■ **TESTO DATO**:
▬▬▬▬▬▬
Un presidente è custode del patrimonio storico e sportivo della società, che preserva e tramanda senza scendere a patti. Ho risposto dal 2004 a muso duro, niente abbonamenti e biglietti gratis, basta con le trasferte pagate dalla Lazio.

Sui rischi derivanti dalla sua rigidità con i tifosi 

Di tutto, sono scampato a bombe e ogni tentativo di intimidazione, ho dovuto rafforzare la mia sicurezza perché ho arginato il business delle curve. Ricordo ancora quando incontrai i quattro tifosi della Lazio. È tutto agli atti degli inquirenti, li incontrai a Piazza Cavour, davanti al cinema Adriano. Si presentarono quattro persone e uno di questi, pace alla sua anima, era Diabolik. Piscitelli si presentò e mi disse “ preside, buona sera, io sono Diabolik“. Lo guardai e gli risposi “buona sera, ispettore Ginko“. Diabolik mi chiese se stavo scherzando. No, gli risposi. E dissi “io sto dalla parte delle guardie“. Racconto sempre questo episodio. Percepì subito che c’era qualcuno che utilizzava il calcio per altri fini e amavo dire “mi porti la carta d’identità, mica c’è scritto professione di tifoso“. Sono contro i soprusi, è una mia indole, fa parte del mio DNA. Mi ribello con tutti i mezzi legali che ho a disposizione. Probabilmente i miei colleghi in passato non l’hanno fatto perché era più comodo.
▬▬▬▬▬▬
■ **DATI FORNITI**:
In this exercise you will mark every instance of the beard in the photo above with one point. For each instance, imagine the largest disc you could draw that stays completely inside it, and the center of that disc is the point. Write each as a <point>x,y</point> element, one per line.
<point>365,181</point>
▬▬▬▬▬▬
■ **CONSEGNE**:
• a. Traduci in inglese questa frase del testo sul presidente e i tifosi: «Sono contro i soprusi, è una mia indole, fa parte del mio DNA.»
• b. Scrivi il seguito del testo sul presidente e i tifosi, ripartendo dopo la sua ultima frase.

■ **SOLUZIONI**:
• a. I am against abuses of power; it is my nature, it is part of my DNA.

• b.
Sulla contestazione dello scorso 14 giugno e sugli striscioni al ritiro di Auronzo di Cadore

Non c’entra nulla il mercato o la Lazio che, come testimoniano i fatti, non ha subito nessun ridimensionamento e lo sto dimostrando. È una scusa per costringermi a vendere perché io non ho mai ceduto a nessun privilegio. Lo Stato deve prendere dei provvedimenti normativi, affinché il calcio non diventi ostaggio di associazioni criminali che utilizzano questo sport e altri per fini che non sono sportivi, come lo spaccio di sostanze stupefacenti, usure e non solo.